══ ТЕКСТ ══
Эти два стиха, шутя приведенные Пушкиным, выдернуты им из послания Боратынского ко мне, которое выпишу далее: ...Нельзя ль найти подруги нежной, С кем мог бы в счастливой глуши Предаться неге безмятежной И чистым радостям души; В чье неизменное участье Беспечно веровал бы я, Случится ль ведро иль ненастье На перепутьи бытия! Где ж обреченная судьбою?.. и пр.
Как это стихотворение, так равно и другие того времени, обличают разочарование в суете, глубоко проникнувшее в душу поэта. Этому разочарованию остался он верен по смерть.
Однообразная жизнь финляндская не представляет богатства картин к описанию. Роченсальмскую зиму провели мы в особом домике, упертом окнами в каменную гору, но все же имели несколько домов, где не скучали.
Летом вовсе неожиданно Боратынский обрадован был приездом сюда доброго Дельвига с Павлищевым и ученым Эртелем; несколько дней прожито было поэтически в кругу полкового общества, постоянно неравнодушного к удовольствию своего поэта".
═══
══ ИСХОДНЫЙ МАТЕРИАЛ ══
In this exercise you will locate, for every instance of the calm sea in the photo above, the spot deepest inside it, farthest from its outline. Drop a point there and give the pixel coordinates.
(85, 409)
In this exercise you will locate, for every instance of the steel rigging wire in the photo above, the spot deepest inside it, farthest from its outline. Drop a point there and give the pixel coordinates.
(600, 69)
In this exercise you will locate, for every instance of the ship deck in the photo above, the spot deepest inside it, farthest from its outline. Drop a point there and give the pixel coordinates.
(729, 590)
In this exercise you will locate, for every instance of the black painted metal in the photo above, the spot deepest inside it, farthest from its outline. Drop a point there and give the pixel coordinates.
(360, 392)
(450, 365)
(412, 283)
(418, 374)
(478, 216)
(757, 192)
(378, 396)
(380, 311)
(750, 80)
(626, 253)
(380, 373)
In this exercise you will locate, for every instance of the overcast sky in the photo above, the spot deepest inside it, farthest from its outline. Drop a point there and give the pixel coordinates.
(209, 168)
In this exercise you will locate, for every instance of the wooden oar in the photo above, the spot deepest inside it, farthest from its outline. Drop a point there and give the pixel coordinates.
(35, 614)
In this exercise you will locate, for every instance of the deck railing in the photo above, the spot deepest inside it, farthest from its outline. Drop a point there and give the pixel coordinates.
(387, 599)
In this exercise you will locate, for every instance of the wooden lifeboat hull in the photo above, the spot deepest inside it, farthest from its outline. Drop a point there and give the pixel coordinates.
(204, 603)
═══
ЗАДАНИЯ:
[1] Согласуются ли с текстом о Боратынском следующие утверждения? (а) Роченсальмскую зиму провели в отдельном домике, окна которого упирались в каменную гору. (б) Дельвиг приехал вместе с Пушкиным. (в) Со временем поэт избавился от разочарования в суете. На каждое ответьте «да» или «нет» и приведите точные слова текста, которые это решают.
[2] Выведите из текста о Боратынском отрывок между словами «Эти два стиха, шутя» и «судьбою?.. и пр.», включая их самих.

ОТВЕТЫ К ЗАДАНИЯМ:
[1]
(а) Да: «Роченсальмскую зиму провели мы в особом домике, упертом окнами в каменную гору».
(б) Нет: «приездом сюда доброго Дельвига с Павлищевым и ученым Эртелем».
(в) Нет: «Этому разочарованию остался он верен по смерть».

[2]
Эти два стиха, шутя приведенные Пушкиным, выдернуты им из послания Боратынского ко мне, которое выпишу далее: ...Нельзя ль найти подруги нежной, С кем мог бы в счастливой глуши Предаться неге безмятежной И чистым радостям души; В чье неизменное участье Беспечно веровал бы я, Случится ль ведро иль ненастье На перепутьи бытия! Где ж обреченная судьбою?.. и пр.